> _EXERCISE_:
Everything from the line that contains "target | red cap" through the final line of the records should be written out exactly, and nothing outside that span.

> _Items from a dataset_:
================

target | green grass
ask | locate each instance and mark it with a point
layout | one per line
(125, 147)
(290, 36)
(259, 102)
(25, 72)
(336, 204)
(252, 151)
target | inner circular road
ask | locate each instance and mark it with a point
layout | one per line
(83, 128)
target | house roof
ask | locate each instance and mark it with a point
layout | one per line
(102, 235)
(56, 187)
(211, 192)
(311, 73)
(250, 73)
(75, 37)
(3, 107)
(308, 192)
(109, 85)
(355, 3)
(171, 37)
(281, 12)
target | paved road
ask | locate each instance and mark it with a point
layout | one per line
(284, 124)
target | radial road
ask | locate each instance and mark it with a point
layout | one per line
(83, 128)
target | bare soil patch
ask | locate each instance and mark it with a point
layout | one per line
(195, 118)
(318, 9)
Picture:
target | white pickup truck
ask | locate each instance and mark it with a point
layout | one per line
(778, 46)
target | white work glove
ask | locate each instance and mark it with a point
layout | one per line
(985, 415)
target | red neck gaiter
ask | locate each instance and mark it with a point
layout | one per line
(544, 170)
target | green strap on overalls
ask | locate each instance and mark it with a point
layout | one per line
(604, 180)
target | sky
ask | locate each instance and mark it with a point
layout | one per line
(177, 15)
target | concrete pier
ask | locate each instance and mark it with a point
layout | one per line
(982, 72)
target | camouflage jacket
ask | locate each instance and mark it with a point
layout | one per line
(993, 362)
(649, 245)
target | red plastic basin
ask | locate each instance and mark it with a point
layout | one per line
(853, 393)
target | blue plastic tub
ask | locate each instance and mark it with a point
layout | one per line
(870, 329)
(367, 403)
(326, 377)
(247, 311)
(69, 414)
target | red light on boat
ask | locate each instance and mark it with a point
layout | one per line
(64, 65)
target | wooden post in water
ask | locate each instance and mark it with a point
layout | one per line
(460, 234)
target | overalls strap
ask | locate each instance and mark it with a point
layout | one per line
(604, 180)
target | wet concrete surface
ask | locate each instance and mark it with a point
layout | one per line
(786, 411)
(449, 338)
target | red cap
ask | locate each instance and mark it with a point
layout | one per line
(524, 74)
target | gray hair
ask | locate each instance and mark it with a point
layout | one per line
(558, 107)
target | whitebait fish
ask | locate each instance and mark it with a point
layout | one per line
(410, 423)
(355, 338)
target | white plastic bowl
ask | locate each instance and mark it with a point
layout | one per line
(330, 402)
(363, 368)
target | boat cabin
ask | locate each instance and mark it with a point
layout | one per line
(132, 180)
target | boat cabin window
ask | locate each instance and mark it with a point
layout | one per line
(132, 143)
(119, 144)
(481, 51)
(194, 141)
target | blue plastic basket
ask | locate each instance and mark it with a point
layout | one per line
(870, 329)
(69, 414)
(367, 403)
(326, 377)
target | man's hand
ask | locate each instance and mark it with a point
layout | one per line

================

> _SOLUTION TO THIS TASK_:
target | red cap
ask | locate each instance and mark it with a point
layout | one per line
(524, 74)
target | gray hair
ask | locate each instance and mark it with a point
layout | one per line
(558, 107)
target | whitebait fish
ask | locate each instance and mark it with a point
layout | one per line
(410, 423)
(355, 338)
target | white plastic bowl
ask | locate each instance and mark it with a point
layout | one per line
(330, 402)
(363, 368)
target | boat cabin
ask | locate each instance and mark it with a point
layout | one per line
(132, 180)
target | boat cabin window
ask | locate each instance and mark it with a point
layout | one per line
(132, 143)
(119, 144)
(481, 51)
(194, 141)
target | blue plastic basket
ask | locate each instance and mark it with a point
layout | one per line
(870, 329)
(69, 414)
(367, 403)
(326, 377)
target | man's hand
ask | locate each instance and mark it with a point
layout | one per line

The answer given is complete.